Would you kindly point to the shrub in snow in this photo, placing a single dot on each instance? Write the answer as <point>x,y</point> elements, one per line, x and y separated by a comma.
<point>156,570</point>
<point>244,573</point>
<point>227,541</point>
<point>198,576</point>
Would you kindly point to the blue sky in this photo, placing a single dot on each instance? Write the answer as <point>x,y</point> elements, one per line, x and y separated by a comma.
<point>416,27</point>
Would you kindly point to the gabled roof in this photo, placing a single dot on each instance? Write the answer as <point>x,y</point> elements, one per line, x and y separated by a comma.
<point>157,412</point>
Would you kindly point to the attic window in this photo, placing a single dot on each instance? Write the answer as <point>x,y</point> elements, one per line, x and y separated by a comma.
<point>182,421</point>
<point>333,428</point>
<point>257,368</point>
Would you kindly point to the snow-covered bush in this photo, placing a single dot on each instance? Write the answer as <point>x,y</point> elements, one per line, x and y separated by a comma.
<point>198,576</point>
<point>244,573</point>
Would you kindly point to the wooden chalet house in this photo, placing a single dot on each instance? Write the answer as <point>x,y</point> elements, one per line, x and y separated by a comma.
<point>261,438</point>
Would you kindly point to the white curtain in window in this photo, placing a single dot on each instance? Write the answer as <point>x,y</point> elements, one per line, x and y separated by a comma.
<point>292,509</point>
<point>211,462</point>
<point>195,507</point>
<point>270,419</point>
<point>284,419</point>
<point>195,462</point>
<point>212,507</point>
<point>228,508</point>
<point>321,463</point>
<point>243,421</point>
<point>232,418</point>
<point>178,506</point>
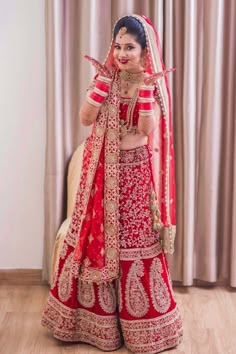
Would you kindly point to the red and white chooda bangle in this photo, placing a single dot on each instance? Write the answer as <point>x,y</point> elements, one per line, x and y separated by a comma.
<point>100,91</point>
<point>145,100</point>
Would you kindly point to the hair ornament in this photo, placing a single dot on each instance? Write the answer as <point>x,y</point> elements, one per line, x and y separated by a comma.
<point>122,31</point>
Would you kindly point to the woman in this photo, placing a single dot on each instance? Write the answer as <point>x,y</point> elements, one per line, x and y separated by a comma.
<point>112,281</point>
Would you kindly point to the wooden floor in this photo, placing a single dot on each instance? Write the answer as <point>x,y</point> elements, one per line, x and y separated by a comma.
<point>209,317</point>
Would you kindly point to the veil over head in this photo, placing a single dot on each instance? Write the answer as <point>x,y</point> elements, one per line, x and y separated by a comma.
<point>94,229</point>
<point>161,140</point>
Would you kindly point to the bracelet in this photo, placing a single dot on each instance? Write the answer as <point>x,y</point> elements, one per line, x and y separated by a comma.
<point>146,100</point>
<point>100,91</point>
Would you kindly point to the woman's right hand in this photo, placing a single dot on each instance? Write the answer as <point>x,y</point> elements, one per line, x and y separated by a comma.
<point>101,69</point>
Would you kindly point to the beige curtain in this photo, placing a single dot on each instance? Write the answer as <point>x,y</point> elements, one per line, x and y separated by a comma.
<point>198,39</point>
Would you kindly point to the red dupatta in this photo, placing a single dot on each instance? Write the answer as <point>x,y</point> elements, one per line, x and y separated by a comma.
<point>94,228</point>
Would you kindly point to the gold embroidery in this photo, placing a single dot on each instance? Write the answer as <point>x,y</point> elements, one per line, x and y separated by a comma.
<point>86,294</point>
<point>95,154</point>
<point>111,158</point>
<point>99,131</point>
<point>112,253</point>
<point>136,298</point>
<point>153,335</point>
<point>81,325</point>
<point>120,304</point>
<point>110,229</point>
<point>65,280</point>
<point>96,275</point>
<point>112,110</point>
<point>132,254</point>
<point>111,206</point>
<point>111,134</point>
<point>106,296</point>
<point>159,292</point>
<point>111,182</point>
============================================================
Copy out every row above word for word, leaving out the pictures.

- [Task output]:
Would you kindly point to the shrub in snow in this photo, placing a single dot on each instance? Write the answer as <point>x,y</point> elements, one per line, x and y separated by a comma.
<point>156,570</point>
<point>244,573</point>
<point>227,541</point>
<point>198,576</point>
Would you kindly point to the blue sky in this photo, placing a single dot on each instance? Write the answer as <point>x,y</point> elements, one per line, x and y separated by a comma.
<point>416,27</point>
Would you kindly point to the gabled roof in this photo, placing a single dot on each instance? Write the answer as <point>x,y</point> elements, one per line, x and y separated by a comma.
<point>157,412</point>
Would you kindly point to the attic window in this photo, placing a single dot on each instance? Write the answer as <point>x,y</point> elements, one per line, x and y separated by a comma.
<point>182,421</point>
<point>333,428</point>
<point>257,368</point>
Would you kindly point to the snow-covered bush in this photo, placing a single dot on each instance? Write the answer as <point>x,y</point> elements, one per line, x and y separated by a comma.
<point>198,576</point>
<point>244,573</point>
Would you kindly point to the wooden chalet house in this photo, placing a single dot on each instance? Write the answer as <point>x,y</point> elements, one per line, x and y separated by a comma.
<point>261,438</point>
Would you kindly point to the white curtain in window in this photo, placing a single dot on each instance? Write the answer as <point>x,y</point> elements, one per line, x and y separated by a comma.
<point>292,509</point>
<point>211,462</point>
<point>195,507</point>
<point>270,419</point>
<point>284,419</point>
<point>195,462</point>
<point>212,507</point>
<point>228,508</point>
<point>321,463</point>
<point>243,421</point>
<point>232,418</point>
<point>178,506</point>
Would you kindly point to the red and white chooda bangle in this photo, placing a single dot on each instance? Write the answer as <point>x,y</point> elements, one per line, x and y separated by a comma.
<point>100,91</point>
<point>145,100</point>
Would you kindly point to the hair ornament in this photo, placing a single dot on each instance? Write the answer as <point>x,y</point> elements, one per line, x and y separated by a comma.
<point>122,31</point>
Would you kindly point to the woman in this photo, placing a single dot on each instance? Write the answer as <point>x,y</point> elements, one per line, x and y separated by a comma.
<point>112,281</point>
Would you kindly point to the wooden floor in this photo, placing a single dot on each instance? Write the answer as <point>x,y</point> elements, one per line, x and y separated by a comma.
<point>209,317</point>
Would you kindly point to the veil over head in this photo, placing a single dot on each instance? Write the answer as <point>x,y</point> elements, one per line, x and y separated by a comma.
<point>94,229</point>
<point>161,140</point>
Would you kindly point to the bracelet in this photo, placing a single dot on each instance? Write the answer as <point>x,y</point> elements, one per line, x and y separated by a comma.
<point>146,100</point>
<point>100,91</point>
Would you kindly point to the woman's right hand in this photo, placing a single dot on each instance? Write the answer as <point>x,y</point> elements, one per line, x and y separated by a comma.
<point>101,69</point>
Would you kindly point to the beige curtain in this photo, placing a single dot on each instance? Write the answer as <point>x,y</point> elements, one per line, x and y separated by a comma.
<point>198,39</point>
Would you kindly point to the red dupatta in this photo, placing a single dot on each instance? Write the answer as <point>x,y</point> elements, one per line, x and y separated by a comma.
<point>94,228</point>
Would you kindly point to the gold embroidery in this photo, placing a single dot on each instance? Write the answer as <point>x,y</point> elements, one per line, x and y separated by a comma.
<point>86,294</point>
<point>95,154</point>
<point>111,158</point>
<point>99,131</point>
<point>112,253</point>
<point>136,298</point>
<point>153,335</point>
<point>81,325</point>
<point>120,304</point>
<point>110,229</point>
<point>65,280</point>
<point>96,275</point>
<point>112,110</point>
<point>132,254</point>
<point>111,206</point>
<point>111,134</point>
<point>106,296</point>
<point>159,292</point>
<point>111,182</point>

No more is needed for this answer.